Passage -

━━━

With that out of the way lets just look at the most recent numbers that EMBO has disclosed which were for 2019 (see here). EMBO has (or had in 2019) 17 professional scientific editors and 6 support staff, that handled a total of 5,766 submissions in 2019. That is on the order of 28 submissions handled per month per editor, 1.3 per working day. I don't know about you but making a call on 1 paper per day plus finding/chasing reviewers is not easy if you try to do it properly, even if you can make some rejections fairly quickly. From these they ended up publishing 472 (8%). This part is not totally transparent, for example maybe some of the submissions included the reviews and news&views articles that were ultimately also published. If that is the case then the total number published would be 681 (12%). It is also not totally clear if the submissions include also revision submissions. Regardless, this shows that the total of EMBO publishing ends up having acceptance rates that are quite low (10-20%). I should stress that I truly don't know the actual number. As we easily see, this rejection rate is really key for the high estimated cost per paper.

━━━

Problem 1 - List every percentage that appears in the passage on EMBO's publishing figures.
Problem 2 - According to the passage on EMBO's publishing figures, how many submissions were handled in 2019?
Problem 3 - Carry on the passage on EMBO's publishing figures from its final sentence.

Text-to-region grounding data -
━━━

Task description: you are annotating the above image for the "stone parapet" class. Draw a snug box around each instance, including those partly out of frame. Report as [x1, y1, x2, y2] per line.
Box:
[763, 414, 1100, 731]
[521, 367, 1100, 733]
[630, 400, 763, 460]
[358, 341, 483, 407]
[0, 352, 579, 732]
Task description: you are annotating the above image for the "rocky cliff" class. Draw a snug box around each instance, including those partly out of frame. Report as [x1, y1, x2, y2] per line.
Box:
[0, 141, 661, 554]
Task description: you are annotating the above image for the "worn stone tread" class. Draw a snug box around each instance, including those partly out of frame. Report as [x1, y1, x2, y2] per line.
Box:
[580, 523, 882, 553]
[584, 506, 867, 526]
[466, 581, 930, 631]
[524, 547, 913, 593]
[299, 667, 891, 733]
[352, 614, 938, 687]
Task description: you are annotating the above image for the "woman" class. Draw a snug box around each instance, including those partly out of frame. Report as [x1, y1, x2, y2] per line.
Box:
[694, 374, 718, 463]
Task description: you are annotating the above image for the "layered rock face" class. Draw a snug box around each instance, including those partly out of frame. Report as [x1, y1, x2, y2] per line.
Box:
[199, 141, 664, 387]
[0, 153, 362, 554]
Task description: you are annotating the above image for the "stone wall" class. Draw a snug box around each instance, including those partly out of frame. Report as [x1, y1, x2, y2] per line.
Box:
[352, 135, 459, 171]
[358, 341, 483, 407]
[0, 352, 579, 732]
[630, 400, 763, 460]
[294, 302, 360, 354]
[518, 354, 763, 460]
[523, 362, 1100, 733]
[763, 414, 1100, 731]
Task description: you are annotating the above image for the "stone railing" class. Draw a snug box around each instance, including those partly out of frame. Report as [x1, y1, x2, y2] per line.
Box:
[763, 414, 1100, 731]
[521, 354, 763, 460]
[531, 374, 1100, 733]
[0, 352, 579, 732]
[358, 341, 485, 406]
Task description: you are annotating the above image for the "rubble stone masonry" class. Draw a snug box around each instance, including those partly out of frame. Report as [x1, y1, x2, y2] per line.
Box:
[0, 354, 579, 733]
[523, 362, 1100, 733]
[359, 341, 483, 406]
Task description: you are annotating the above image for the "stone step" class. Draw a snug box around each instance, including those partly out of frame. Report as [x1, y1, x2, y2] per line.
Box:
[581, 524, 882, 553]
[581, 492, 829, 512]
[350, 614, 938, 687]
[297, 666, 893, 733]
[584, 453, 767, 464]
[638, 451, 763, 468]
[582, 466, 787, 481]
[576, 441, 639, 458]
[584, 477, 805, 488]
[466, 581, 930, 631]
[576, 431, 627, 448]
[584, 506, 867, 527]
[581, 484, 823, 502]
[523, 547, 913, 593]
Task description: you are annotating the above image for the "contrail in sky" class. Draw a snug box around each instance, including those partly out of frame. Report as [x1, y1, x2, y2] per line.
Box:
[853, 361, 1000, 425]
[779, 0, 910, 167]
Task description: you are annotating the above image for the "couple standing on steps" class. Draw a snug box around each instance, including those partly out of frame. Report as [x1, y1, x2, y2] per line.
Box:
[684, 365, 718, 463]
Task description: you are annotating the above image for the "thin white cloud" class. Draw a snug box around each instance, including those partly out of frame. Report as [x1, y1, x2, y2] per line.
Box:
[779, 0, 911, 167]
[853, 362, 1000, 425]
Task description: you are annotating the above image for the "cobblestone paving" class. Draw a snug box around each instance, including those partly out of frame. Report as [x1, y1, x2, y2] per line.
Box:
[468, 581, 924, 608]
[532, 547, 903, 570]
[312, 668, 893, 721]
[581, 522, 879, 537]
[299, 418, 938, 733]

━━━

Reply 1 - 8%, 12%, 10-20%

Reply 2 - 5,766 submissions.

Reply 3 -
The costs that they have disclosed includes ~2,5 million euro for the EMBO Press office, of which around 2 million is listed as salaries and benefits. The number of staff is there as well so you can guestimate the average salary for the 23 staff and you can also look up EMBO editor salary on Glassdoor to get an idea. I truly don't know what the salary is but I guess on average it could be on the order of 4-6k net per month. The other costs include 1,723,639 euro that EMBO Publishing pays to Wiley which in fact does the actual publishing. The majority of this cost is listed as "Wiley publishing services (incl. production, sales and marketing)" (1,281,552 euro). This is certainly a place where costs are not very transparent, at least to me, and where profit to Wiley is included, likely with a decent margin. I certainly don't know enough about finances to figure out but Wiley is claimed to have around 30% of operating profit margin but for the purposes of some later calculations, lets assume that maybe 50% of these costs are profit that could be magically removed (e.g. EMBO sets up their own publishing infrastructure). Finally, EMBO also lists 1,342,374 euro in "surplus" which is re-invested into some publishing related actives like the EMBO Source Data project, other pilots trying to innovate on the publishing side and back to EMBO itself which further supports EMBO program activities (fellowships, etc).

With these numbers then the total cost includes the 4,225,920 of actual cost and the 1,342,374 for EMBO activities (5,568,294 euro total). So if you don't take anything out of this, you would need a price of 11797 euro for each of the 472 paper published in 2019 to finance this. If you exclude the EMBO surplus that would be 8953 per paper and excluding 50% of Wiley costs it would get down to 7127 per paper. Even without anything from Wiley you would only get to 5301 per paper. Of course, you can also argue that the salaries costs could be lower but what can't really be argued is that academic editors can do this for "free" since that is time that most likely is even more expensive and less efficient.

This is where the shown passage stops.